Christian Unity
Supporting Small Churches Does Not Mean Bashing Big Churches
When we bash churches for becoming big, we fail to recognize the power of the gospel to draw people to Jesus, in both large and small crowds.

I like big- and megachurches. I wish there were more of them.

I like small churches even more. I wish there were a lot more of them.

As I continue to write and speak about the value of small churches, I’m noticing a disturbing mini-trend that I want to opt out of. It’s the tendency in some people, when they hear that I’m for small churches, to start talking trash about megachurches.

“I’m glad you’re going after those megachurches. They’re so shallow,” one person wrote. “Big churches don’t care for their members as much as small churches do,” another said. “A large crowd is the sign of a shallow church,” was another comment I heard recently.

And, of course, there’s the meme that keeps making the rounds showing a huge megachurch, with the words “When you tell them what they want to hear...” contrasted with a photo of a small, empty church, and the words “When you preach the truth.”

Ugh.

Not only do these comments betray a complete misunderstanding of my beliefs and intentions, they fail to recognize the power of the Gospel to draw people to Jesus, in both large and small crowds.

No More Megachurch Bashing

Today I have a short, friendly word of caution for my small church friends.

Stop.

Let’s not fall into the trap of bashing someone else to try and feel better about ourselves.

Let’s not fall into the trap of bashing someone else to try and feel better about ourselves. It’s not right. It’s not Christian. And it doesn’t work.

Bashing other churches will not do what you hope it will do.

→ Request:
Reproduce word for word the stretch of the article on small and big churches that begins with "Christian Unity" and ends with "were more of them.".

[Dataset records]
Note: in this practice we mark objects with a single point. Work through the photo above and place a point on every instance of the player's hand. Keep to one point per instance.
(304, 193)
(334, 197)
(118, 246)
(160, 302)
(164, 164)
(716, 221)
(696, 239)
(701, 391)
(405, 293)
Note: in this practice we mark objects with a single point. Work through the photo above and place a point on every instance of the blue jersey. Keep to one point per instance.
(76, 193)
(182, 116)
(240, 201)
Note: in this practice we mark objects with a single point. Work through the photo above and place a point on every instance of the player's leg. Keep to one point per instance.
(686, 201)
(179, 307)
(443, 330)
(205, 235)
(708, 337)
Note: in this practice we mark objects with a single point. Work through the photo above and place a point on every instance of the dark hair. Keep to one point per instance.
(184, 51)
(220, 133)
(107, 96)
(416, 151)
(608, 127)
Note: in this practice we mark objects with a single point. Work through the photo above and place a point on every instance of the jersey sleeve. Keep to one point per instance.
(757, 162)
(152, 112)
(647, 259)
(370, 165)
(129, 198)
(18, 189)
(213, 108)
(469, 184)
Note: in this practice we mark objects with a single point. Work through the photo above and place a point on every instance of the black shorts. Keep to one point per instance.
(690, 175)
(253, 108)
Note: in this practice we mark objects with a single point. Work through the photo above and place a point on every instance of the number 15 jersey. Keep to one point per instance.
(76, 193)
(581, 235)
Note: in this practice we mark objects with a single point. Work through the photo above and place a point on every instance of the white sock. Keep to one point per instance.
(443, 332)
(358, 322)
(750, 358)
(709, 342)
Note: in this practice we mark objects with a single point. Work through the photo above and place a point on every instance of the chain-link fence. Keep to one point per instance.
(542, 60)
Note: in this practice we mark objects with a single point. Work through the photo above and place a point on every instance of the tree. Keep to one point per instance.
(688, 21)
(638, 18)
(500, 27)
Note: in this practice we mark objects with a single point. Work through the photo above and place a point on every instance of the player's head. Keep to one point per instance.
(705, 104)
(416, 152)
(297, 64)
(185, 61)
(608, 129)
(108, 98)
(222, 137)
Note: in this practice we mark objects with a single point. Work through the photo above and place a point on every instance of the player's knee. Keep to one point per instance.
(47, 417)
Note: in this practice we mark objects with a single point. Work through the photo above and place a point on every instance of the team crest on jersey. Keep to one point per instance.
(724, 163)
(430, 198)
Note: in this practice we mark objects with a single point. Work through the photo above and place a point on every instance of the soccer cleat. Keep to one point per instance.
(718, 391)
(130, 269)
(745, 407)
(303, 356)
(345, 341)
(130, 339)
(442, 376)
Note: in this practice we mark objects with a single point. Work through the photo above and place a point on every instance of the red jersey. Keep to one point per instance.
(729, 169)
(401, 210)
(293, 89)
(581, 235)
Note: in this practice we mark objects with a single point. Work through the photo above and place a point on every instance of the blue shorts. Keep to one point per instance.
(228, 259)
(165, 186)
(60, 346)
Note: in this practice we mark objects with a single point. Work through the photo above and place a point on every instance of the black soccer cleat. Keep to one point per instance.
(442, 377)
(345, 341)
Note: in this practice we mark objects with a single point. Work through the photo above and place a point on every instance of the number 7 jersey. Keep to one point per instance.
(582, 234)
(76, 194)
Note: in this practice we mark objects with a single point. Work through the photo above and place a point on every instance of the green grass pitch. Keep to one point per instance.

→ The reply:
Christian Unity
Supporting Small Churches Does Not Mean Bashing Big Churches
When we bash churches for becoming big, we fail to recognize the power of the gospel to draw people to Jesus, in both large and small crowds.

I like big- and megachurches. I wish there were more of them.